(Problem):
Rewrite every line of the data below as a numbered list, skipping the blank lines.
──────── Data rows
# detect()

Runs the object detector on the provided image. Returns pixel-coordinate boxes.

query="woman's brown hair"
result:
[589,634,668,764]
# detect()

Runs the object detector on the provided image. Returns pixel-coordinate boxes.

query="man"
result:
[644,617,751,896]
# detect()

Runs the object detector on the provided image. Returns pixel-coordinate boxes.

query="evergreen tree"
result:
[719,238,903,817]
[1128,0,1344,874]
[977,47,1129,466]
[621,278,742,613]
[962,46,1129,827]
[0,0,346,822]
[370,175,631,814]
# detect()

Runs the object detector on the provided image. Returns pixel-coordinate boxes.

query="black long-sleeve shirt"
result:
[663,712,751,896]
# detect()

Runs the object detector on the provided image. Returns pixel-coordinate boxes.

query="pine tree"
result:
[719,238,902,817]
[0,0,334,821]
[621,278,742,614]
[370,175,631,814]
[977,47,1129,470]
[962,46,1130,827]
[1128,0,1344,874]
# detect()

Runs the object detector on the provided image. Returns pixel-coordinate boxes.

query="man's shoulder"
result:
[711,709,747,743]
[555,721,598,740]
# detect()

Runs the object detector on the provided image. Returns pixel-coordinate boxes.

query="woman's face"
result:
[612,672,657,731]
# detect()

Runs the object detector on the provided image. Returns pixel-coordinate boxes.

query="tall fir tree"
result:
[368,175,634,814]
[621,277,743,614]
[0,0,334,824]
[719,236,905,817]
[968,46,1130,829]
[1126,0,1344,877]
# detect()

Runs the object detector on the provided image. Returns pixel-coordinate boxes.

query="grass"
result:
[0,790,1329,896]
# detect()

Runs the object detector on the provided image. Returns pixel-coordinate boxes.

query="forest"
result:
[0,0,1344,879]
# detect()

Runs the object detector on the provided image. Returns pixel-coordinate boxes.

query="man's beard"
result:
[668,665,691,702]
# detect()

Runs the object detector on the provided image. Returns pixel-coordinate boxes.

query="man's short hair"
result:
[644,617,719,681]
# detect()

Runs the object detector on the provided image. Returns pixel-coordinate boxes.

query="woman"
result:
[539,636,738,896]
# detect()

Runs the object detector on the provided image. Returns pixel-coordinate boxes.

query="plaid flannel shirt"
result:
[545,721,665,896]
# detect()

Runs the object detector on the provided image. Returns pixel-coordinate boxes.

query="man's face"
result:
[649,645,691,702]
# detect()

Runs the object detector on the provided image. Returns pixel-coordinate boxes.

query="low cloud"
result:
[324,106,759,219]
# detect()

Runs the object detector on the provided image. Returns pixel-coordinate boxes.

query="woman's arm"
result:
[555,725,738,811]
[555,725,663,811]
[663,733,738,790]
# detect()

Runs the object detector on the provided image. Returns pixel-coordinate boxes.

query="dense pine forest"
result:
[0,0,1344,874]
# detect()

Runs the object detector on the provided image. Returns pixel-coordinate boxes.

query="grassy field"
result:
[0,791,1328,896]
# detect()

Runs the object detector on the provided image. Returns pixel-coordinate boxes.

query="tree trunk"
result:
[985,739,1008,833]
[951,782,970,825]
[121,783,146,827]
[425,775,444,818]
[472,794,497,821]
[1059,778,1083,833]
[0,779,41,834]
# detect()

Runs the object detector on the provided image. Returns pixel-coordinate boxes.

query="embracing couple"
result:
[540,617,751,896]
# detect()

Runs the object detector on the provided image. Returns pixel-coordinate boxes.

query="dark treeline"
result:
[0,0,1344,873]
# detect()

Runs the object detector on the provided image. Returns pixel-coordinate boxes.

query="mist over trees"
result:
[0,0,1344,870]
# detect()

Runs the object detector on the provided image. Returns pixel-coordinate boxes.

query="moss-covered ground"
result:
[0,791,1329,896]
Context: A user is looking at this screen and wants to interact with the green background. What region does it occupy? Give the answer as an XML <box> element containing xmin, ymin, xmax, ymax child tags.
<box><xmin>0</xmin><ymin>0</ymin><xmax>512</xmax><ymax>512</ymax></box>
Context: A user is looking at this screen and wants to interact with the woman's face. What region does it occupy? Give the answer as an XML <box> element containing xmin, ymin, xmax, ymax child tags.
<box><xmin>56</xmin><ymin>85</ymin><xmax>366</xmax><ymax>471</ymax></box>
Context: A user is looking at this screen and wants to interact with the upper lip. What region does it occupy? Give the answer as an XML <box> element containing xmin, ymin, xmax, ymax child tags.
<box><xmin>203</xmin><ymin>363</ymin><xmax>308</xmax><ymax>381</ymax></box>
────────────────
(Task result):
1. # detect()
2. Runs the object detector on the provided image. Returns pixel-coordinate boxes.
3. query="woman's brown hair"
4. result:
5. [589,634,668,764]
6. # detect()
7. Runs the object detector on the provided image. Returns pixel-coordinate boxes.
8. query="man"
9. result:
10. [644,617,751,896]
11. # detect()
12. Runs the object detector on the provided image. Returns pixel-coordinate boxes.
13. query="evergreen tree"
14. result:
15. [719,238,903,817]
16. [1128,0,1344,874]
17. [977,47,1129,466]
18. [621,278,742,613]
19. [962,46,1129,827]
20. [0,0,346,822]
21. [370,175,631,814]
22. # detect()
23. Runs the object detector on the provided image. Returns pixel-coordinate boxes.
24. query="black long-sleeve shirt"
25. result:
26. [663,712,751,896]
27. # detect()
28. Runs the object detector on the provided image. Returns pixel-coordinate boxes.
29. query="pine tree"
30. result:
31. [719,238,902,817]
32. [0,0,334,821]
33. [621,278,742,614]
34. [370,175,631,814]
35. [977,47,1129,470]
36. [962,46,1130,827]
37. [1128,0,1344,874]
38. # detect()
39. Runs the object detector on the provided image. Returns pixel-coordinate boxes.
40. query="man's shoulder"
41. result:
42. [711,709,747,743]
43. [555,721,598,740]
44. # detect()
45. Runs the object detector on the provided image. Returns pixel-coordinate boxes.
46. query="woman's face"
47. result:
48. [612,672,657,731]
49. # detect()
50. Runs the object detector on the provided image. Returns pixel-coordinate boxes.
51. query="tall fir tree"
52. result:
53. [368,175,634,814]
54. [621,277,743,614]
55. [0,0,334,824]
56. [719,236,905,817]
57. [968,46,1130,829]
58. [1126,0,1344,877]
59. # detect()
60. Runs the object detector on the provided image. Returns pixel-coordinate boxes.
61. query="grass"
62. result:
63. [0,790,1329,896]
64. # detect()
65. Runs the object detector on the provided image. Returns pixel-coordinate boxes.
66. query="forest"
67. result:
68. [0,0,1344,879]
69. # detect()
70. Runs the object detector on the provided image. Returns pixel-coordinate boxes.
71. query="man's beard"
72. result:
73. [668,665,691,702]
74. # detect()
75. Runs the object detector on the provided image. Returns pixel-coordinate boxes.
76. query="man's short hair"
77. result:
78. [644,617,719,681]
79. # detect()
80. Runs the object detector on the provided image. Returns pixel-coordinate boxes.
81. query="woman"
82. result:
83. [539,636,738,896]
84. # detect()
85. Runs the object detector on the provided image. Returns pixel-coordinate boxes.
86. query="plaid flannel shirt"
87. result:
88. [545,721,665,896]
89. # detect()
90. Runs the object detector on the provided image. Returns pixel-coordinate boxes.
91. query="man's face"
92. result:
93. [649,645,691,702]
94. # detect()
95. Runs the object detector on the provided image. Returns pixel-coordinate boxes.
96. query="low cloud"
97. result:
98. [324,106,759,219]
99. # detect()
100. Runs the object detector on the provided image. Returns pixel-coordinate boxes.
101. query="woman's arm"
102. result:
103. [555,725,738,811]
104. [555,725,663,811]
105. [663,733,738,790]
106. # detect()
107. Runs the object detector on the provided image. Returns pixel-coordinate boxes.
108. query="dense pine forest"
109. result:
110. [0,0,1344,874]
111. # detect()
112. Runs the object detector on the provided image. Returns pixel-coordinate boxes.
113. query="grassy field"
114. result:
115. [0,791,1328,896]
116. # detect()
117. Runs the object detector on the provided image. Returns pixel-coordinate boxes.
118. query="tree trunk"
119. result:
120. [985,739,1008,833]
121. [951,782,970,825]
122. [121,783,146,827]
123. [425,775,444,818]
124. [472,794,497,821]
125. [1059,778,1083,833]
126. [0,779,41,834]
127. # detect()
128. Runs the object detector on the provided image. Returns pixel-coordinate boxes.
129. query="embracing couple"
130. result:
131. [540,617,751,896]
132. # detect()
133. Runs the object detector on the provided image. Returns pixel-coordinate boxes.
134. query="dark treeline"
135. result:
136. [0,0,1344,873]
137. # detect()
138. Runs the object detector on the provided image. Returns pixel-coordinate boxes.
139. query="mist over trees"
140. result:
141. [0,0,1344,870]
142. # detect()
143. Runs the object detector on the provided image. Returns pixel-coordinate boxes.
144. query="moss-covered ground"
145. result:
146. [0,791,1329,896]
147. Context: A user is looking at this screen and wants to interact with the green background. What region does it occupy? Give the answer as an XML <box> element containing xmin, ymin, xmax, ymax child tags.
148. <box><xmin>0</xmin><ymin>0</ymin><xmax>512</xmax><ymax>512</ymax></box>
149. Context: A user is looking at this screen and wants to interact with the woman's face. What region does it occupy? Give the answer as an XML <box> element containing xmin, ymin, xmax, ymax child tags.
150. <box><xmin>56</xmin><ymin>85</ymin><xmax>366</xmax><ymax>471</ymax></box>
151. Context: A user is looking at this screen and wants to interact with the upper lip. What region does it occupy? Give the answer as an XML <box> element containing xmin, ymin, xmax, ymax child tags.
152. <box><xmin>203</xmin><ymin>363</ymin><xmax>308</xmax><ymax>381</ymax></box>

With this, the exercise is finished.